» **ASSIGNED TASK**
Return each record word for word, keeping none of its pictures.

*** RECORDS PROVIDED ***

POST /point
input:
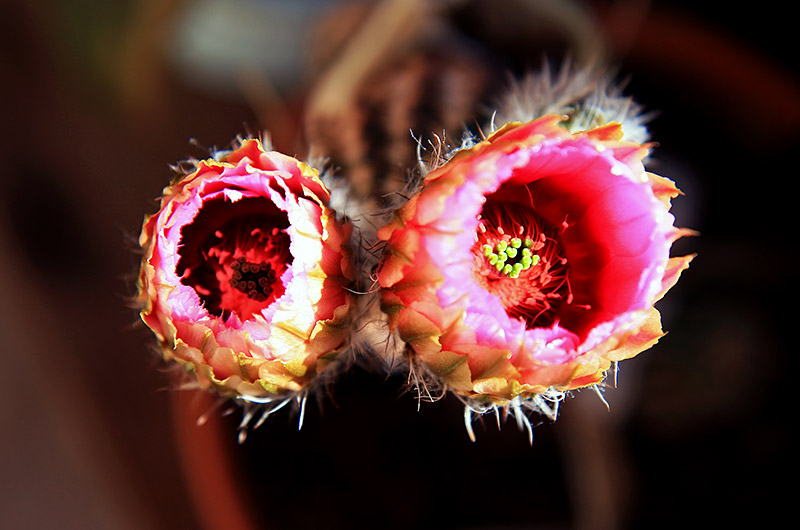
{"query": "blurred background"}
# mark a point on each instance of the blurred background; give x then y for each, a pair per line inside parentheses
(97, 100)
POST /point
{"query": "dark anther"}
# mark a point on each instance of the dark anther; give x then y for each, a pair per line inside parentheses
(253, 279)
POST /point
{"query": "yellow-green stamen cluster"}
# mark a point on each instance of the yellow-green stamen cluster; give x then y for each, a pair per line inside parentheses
(511, 257)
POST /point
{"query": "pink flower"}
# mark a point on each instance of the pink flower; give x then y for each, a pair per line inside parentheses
(245, 273)
(531, 262)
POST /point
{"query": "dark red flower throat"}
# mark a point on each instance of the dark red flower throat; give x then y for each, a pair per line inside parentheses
(519, 258)
(233, 255)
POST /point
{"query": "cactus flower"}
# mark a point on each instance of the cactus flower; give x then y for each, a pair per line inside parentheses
(531, 262)
(245, 274)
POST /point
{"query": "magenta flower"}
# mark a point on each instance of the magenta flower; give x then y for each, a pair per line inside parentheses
(531, 262)
(245, 274)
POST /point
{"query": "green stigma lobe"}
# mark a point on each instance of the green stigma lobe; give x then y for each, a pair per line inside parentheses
(511, 257)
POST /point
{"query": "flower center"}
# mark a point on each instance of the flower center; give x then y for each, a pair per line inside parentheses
(234, 254)
(519, 258)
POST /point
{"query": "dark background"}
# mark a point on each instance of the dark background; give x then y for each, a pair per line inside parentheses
(96, 103)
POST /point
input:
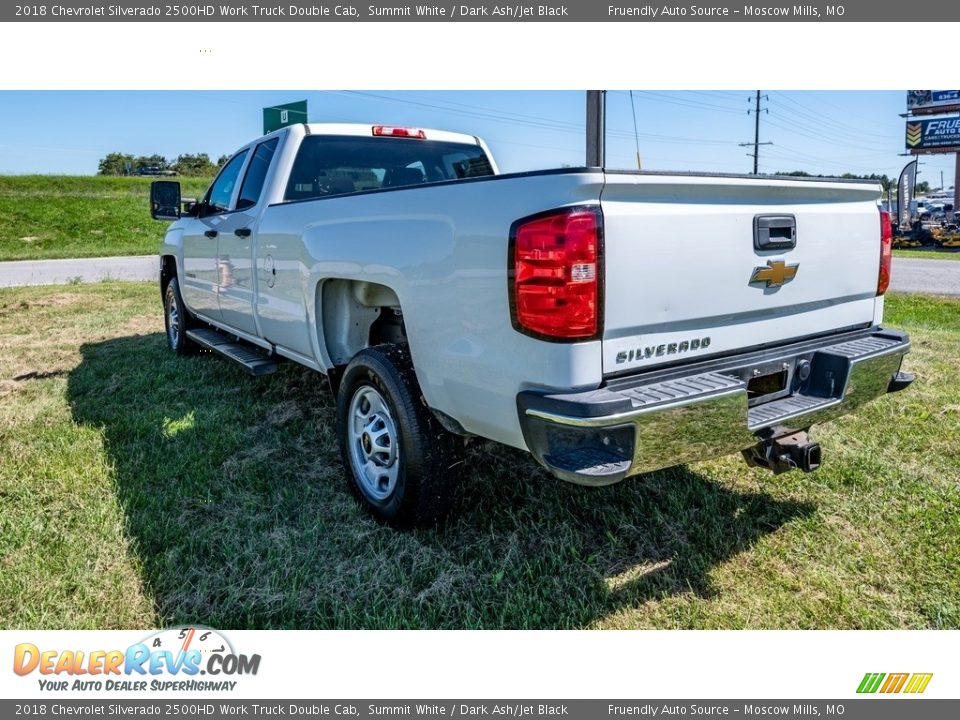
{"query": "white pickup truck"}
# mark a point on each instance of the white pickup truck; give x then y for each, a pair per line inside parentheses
(611, 323)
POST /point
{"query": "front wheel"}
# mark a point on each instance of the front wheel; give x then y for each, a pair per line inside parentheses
(177, 319)
(403, 465)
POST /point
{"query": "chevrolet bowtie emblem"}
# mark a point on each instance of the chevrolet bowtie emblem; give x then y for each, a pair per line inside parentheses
(775, 274)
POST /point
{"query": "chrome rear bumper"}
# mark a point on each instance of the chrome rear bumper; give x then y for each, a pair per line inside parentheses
(648, 422)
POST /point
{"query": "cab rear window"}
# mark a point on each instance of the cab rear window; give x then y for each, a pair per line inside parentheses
(335, 165)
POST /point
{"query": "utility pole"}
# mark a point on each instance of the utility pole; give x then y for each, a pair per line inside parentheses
(756, 132)
(596, 127)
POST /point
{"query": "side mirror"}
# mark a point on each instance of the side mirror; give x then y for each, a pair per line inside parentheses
(165, 200)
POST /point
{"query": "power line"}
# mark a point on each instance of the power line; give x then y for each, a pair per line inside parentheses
(756, 132)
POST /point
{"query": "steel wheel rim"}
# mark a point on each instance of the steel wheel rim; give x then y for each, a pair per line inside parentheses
(374, 443)
(173, 321)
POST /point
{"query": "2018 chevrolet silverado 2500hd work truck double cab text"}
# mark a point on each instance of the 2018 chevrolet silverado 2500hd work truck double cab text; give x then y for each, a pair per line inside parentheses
(611, 323)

*** End of RECORDS PROVIDED ***

» **FINISHED EXERCISE**
POST /point
input:
{"query": "blurred background"}
# mark a point on each instance of the blurred background; give x then y for each, a pair per line inside parentheses
(97, 100)
POST /point
{"query": "dark anther"}
# mark a point on each instance of the dark anther; give x then y for each, a pair per line inside parentheses
(253, 279)
POST /point
{"query": "yellow-green stamen cluster"}
# mark a point on each instance of the yellow-green stamen cluster; give x then y for each, a pair per line inside parentheses
(511, 257)
POST /point
{"query": "pink flower"}
# mark a point on each instance of the pink flower; give x then y for each, a pair per line inside parentheses
(245, 273)
(531, 262)
POST /point
{"query": "dark red flower throat"}
# mark a point on each instance of the dark red flower throat; give x then y for each, a pair per line inside parentheses
(519, 258)
(233, 255)
POST /point
{"query": "cactus flower"}
# mark a point on each instance of the cactus flower; give x then y for each, a pair per line inside parentheses
(531, 262)
(245, 274)
POST /point
{"query": "magenta flower"}
# mark a point on each instance of the magenta flower; give x then y for each, a pair per line inside parentheses
(531, 262)
(245, 274)
POST /point
{"query": "green stigma lobe"}
# mark a point on each instance of the green stigma lobe; give x then y for each, a pair per line inside parentheses
(511, 257)
POST /point
{"query": "flower center"}
# mark a point on each instance of the flower center; give x then y for each, a pair per line inside parentheses
(234, 254)
(519, 258)
POST /point
{"query": "dark background"}
# mark a point on each instance of the dark background; give x then y for each, a pair per line inside parentheses
(96, 103)
POST /point
input:
{"query": "white pickup truck"}
# mark a point on each instance of the white pickup truck; give x then y for each, a pair per line inside parentheses
(611, 323)
POST /point
{"query": "front wheel"}
# mark a point on each instance of the front wheel; give x then y for each, a pair per line inside parentheses
(177, 319)
(403, 465)
POST /point
{"query": "chevrolet bowtie emblem"}
# mark a point on each instance of the chevrolet bowtie emblem; give x then y for each, a pair per line inside parentheses
(775, 274)
POST /point
{"query": "chrome rear bumper"}
# mark a point on each instance of the chrome rear bumper; give x then y for each, a pair per line inside parentheses
(648, 422)
POST /point
{"query": "cab rear window"}
# mark a point on each instance of the cab rear window; give x then y for each, a pair per line inside parentheses
(335, 165)
POST /point
{"query": "utility pole"}
# mark a point on each instance of the utility pole; give x then y for each, a pair per line inside parentheses
(756, 132)
(596, 127)
POST /point
{"query": "side mirror"}
# mark a point on each instance of the side mirror; give x then y for each, a pair per line inside parentheses
(165, 200)
POST /point
{"query": "power line"}
# mark a point on each instance of the power line; give x then y for each, a pair per line inside parentheses
(756, 132)
POST /point
{"query": "steel wheel rim"}
# mark a point on each instance of the steel wheel rim; give x then y for each, a pair per line inside parentheses
(374, 443)
(173, 321)
POST /point
{"query": "2018 chevrolet silverado 2500hd work truck double cab text"}
# mark a point on each instance of the 2018 chevrolet silverado 2500hd work truck double cab text; give x then y for each, a pair per line inside parentheses
(611, 323)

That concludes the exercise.